(Listed records)

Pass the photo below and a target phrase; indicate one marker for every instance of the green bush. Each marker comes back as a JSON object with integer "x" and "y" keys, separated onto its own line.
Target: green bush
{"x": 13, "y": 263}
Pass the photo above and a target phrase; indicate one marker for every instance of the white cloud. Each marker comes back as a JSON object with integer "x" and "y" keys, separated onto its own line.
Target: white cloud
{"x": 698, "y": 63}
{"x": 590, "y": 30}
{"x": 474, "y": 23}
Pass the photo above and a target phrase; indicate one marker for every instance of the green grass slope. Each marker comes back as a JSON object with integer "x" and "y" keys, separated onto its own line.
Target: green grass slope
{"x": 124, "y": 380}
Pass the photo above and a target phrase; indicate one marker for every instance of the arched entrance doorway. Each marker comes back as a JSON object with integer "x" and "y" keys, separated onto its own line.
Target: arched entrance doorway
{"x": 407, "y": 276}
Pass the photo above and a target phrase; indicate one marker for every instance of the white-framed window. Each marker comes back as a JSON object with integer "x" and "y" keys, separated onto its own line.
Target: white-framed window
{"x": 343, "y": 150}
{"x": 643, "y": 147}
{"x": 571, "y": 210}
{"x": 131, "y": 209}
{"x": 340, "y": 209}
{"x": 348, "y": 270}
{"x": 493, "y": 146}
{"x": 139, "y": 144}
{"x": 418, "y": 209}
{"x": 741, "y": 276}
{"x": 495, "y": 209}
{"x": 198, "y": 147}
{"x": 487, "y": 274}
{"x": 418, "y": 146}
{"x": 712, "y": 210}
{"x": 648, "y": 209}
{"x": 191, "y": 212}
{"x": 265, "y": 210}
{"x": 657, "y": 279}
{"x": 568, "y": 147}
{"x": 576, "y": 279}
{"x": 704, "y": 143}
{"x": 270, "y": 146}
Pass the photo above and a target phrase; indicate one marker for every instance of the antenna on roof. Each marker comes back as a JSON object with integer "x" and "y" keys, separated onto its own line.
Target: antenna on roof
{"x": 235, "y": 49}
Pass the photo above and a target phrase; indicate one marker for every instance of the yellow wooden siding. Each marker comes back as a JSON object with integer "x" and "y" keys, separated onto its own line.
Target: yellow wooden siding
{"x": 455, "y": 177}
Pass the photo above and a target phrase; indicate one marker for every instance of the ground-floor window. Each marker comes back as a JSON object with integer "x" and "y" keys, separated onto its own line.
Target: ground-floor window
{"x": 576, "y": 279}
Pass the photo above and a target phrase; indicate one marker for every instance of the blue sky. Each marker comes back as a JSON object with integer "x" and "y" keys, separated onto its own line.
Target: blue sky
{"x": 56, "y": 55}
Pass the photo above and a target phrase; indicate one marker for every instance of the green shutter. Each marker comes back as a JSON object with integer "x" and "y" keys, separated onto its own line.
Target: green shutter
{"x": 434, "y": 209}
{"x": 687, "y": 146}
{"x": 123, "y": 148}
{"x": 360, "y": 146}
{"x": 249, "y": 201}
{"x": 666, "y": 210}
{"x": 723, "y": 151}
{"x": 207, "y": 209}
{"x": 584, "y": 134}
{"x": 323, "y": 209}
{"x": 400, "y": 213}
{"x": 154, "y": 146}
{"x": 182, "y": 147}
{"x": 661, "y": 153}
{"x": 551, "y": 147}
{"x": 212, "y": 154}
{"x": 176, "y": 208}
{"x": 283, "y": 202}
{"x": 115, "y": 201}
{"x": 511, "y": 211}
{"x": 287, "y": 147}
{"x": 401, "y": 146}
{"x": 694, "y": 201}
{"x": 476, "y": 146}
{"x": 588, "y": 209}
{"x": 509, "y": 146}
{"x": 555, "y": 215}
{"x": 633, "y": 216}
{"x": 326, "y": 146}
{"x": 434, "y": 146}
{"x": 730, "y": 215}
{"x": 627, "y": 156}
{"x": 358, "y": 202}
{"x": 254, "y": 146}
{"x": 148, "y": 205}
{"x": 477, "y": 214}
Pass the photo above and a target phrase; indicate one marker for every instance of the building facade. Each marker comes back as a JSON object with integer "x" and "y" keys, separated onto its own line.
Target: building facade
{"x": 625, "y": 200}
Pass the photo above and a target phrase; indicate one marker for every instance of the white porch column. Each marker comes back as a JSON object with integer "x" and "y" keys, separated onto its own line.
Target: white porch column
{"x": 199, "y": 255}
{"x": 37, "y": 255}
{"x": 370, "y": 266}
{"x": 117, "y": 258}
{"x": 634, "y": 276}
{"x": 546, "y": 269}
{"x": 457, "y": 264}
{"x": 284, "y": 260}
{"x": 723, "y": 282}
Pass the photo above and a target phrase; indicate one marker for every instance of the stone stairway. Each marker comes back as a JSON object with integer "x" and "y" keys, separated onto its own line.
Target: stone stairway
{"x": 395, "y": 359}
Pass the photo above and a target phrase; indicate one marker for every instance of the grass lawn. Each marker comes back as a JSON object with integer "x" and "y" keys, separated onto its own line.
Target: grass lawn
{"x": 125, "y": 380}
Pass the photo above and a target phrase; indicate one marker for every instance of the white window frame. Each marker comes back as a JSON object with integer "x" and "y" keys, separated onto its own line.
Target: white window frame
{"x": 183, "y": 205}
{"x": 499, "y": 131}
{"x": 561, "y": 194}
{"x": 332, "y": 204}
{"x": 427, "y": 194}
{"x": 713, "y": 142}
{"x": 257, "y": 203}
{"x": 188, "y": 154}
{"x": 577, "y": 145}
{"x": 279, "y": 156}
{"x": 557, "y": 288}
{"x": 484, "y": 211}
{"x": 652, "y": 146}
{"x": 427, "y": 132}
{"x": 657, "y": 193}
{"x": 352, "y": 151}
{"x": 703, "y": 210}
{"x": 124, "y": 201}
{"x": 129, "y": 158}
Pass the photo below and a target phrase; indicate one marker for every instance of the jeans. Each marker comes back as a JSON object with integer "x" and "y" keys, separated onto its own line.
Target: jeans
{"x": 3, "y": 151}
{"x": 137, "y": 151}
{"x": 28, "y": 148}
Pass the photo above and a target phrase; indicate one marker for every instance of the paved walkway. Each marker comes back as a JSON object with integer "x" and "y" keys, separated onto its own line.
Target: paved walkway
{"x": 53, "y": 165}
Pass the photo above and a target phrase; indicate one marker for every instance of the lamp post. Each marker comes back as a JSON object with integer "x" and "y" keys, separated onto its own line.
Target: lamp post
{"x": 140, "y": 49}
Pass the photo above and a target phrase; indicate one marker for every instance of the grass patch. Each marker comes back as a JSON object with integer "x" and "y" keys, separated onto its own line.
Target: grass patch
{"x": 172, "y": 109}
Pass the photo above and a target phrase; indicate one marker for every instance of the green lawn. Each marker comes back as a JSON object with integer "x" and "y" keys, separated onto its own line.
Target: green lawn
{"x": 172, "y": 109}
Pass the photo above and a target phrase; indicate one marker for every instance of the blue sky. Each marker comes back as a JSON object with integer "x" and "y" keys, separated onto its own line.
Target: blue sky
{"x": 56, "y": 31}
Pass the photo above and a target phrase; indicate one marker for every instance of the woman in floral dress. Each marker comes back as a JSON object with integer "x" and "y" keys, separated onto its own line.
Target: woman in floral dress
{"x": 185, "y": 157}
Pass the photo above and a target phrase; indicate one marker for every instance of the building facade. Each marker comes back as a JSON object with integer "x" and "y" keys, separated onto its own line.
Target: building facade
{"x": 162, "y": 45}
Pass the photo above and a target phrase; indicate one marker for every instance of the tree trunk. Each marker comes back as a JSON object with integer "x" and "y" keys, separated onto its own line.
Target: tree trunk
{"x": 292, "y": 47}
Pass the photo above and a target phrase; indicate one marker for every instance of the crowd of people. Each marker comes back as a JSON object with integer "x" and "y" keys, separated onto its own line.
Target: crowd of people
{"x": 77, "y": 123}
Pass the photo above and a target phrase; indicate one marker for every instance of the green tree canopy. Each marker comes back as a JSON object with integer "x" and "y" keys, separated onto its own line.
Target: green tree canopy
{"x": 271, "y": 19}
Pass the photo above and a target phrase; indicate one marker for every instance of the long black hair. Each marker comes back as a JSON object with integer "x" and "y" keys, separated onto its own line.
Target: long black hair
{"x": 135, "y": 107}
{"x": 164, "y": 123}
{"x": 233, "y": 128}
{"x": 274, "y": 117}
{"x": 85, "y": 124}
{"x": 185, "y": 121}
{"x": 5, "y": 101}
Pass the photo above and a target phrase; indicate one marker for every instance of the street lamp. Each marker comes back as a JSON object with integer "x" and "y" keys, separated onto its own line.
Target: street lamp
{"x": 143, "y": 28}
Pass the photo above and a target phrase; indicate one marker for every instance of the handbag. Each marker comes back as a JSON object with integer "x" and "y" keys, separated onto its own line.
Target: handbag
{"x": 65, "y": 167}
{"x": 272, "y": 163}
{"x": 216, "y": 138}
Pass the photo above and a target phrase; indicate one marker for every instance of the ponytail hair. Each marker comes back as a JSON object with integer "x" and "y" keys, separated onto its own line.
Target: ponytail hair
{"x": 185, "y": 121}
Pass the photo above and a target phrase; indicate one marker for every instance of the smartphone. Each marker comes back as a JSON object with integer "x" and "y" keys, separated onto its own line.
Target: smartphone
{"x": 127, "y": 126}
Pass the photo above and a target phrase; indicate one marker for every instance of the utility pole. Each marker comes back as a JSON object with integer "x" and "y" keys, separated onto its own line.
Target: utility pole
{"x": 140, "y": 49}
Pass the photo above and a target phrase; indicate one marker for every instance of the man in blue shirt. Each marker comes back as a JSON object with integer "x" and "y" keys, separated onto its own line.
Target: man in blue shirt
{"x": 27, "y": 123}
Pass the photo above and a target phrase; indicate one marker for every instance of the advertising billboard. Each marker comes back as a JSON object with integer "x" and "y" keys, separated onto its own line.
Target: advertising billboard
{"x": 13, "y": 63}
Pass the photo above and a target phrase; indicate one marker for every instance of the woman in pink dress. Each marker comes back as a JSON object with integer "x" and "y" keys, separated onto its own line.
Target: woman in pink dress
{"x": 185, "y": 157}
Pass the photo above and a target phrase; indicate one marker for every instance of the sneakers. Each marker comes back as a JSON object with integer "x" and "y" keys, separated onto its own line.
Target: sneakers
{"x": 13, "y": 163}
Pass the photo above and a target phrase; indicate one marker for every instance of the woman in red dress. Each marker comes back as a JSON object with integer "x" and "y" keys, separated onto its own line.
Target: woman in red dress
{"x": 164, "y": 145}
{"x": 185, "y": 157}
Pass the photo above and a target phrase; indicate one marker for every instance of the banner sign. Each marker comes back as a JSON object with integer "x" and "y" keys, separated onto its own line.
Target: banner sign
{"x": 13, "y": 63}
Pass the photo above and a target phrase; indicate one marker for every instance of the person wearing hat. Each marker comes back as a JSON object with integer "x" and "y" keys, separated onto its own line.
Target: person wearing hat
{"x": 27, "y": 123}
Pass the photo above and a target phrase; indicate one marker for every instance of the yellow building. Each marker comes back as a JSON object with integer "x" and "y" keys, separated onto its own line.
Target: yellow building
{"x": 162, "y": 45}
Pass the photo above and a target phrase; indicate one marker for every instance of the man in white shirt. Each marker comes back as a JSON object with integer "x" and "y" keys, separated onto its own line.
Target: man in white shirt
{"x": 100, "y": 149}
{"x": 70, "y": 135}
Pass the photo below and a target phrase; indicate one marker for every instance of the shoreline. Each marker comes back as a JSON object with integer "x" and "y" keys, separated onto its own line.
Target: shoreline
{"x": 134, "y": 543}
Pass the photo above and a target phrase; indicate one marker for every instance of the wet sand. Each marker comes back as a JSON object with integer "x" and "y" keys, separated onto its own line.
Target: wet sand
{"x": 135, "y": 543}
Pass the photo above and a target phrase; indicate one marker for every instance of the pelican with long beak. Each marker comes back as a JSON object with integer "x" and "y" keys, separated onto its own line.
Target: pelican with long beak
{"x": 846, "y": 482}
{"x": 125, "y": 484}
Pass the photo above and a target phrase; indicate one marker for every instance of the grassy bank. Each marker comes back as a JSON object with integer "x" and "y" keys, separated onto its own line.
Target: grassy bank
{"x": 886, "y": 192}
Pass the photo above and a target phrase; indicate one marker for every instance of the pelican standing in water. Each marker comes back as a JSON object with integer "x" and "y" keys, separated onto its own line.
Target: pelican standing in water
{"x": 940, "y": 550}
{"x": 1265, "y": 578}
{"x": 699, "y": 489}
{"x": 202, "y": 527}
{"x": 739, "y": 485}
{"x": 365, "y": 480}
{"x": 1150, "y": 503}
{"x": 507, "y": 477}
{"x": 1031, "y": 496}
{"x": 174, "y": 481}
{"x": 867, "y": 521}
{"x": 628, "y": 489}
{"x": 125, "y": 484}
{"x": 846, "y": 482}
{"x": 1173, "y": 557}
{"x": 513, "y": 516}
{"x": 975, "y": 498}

(End Listed records)

Work request
All that belongs in the answer is the run of lines above from the line containing "of the banner" through the line containing "the pelican with", exactly as written.

Solution for this exercise
Pass the photo above and a target phrase; indicate one marker for every instance of the banner sign. Each marker comes back as a JSON object with integer "x" and "y" keys, separated onto its own line.
Target: banner sign
{"x": 13, "y": 63}
Pass the photo above and a target phrase; indicate one marker for every instance of the person wearing hat. Each marker comes back as a JSON object with integer "x" and "y" keys, separated onto its own line.
Target: person wearing hat
{"x": 27, "y": 123}
Pass the photo above and a target phrase; indicate one marker for every instance of the yellow building. Each marker comes back as a JSON object with integer "x" and "y" keys, separated onto its own line.
Target: yellow building
{"x": 162, "y": 45}
Pass the photo above and a target phrase; indicate one marker for every instance of the man in white shirt. Each marker comes back as a JSON object with integer "x" and "y" keys, separated onto its own line.
Target: man in white shirt
{"x": 100, "y": 149}
{"x": 70, "y": 135}
Pass the photo below and a target phrase; indicate one marker for every instance of the shoreline. Each marker comes back as a JSON object with integer "x" and "y" keys, separated onto its own line.
Target: shoreline
{"x": 134, "y": 543}
Pass the photo above and a target phrase; indicate one marker for every instance of the wet sand. Each marker comes back as a JSON object with integer "x" and "y" keys, separated onto its own line.
Target: wet sand
{"x": 135, "y": 543}
Pass the photo above and a target phrase; indicate one marker for every instance of the pelican with long beak. Each marker comes back as a JSON object with integer "x" and "y" keys, separated onto its own line.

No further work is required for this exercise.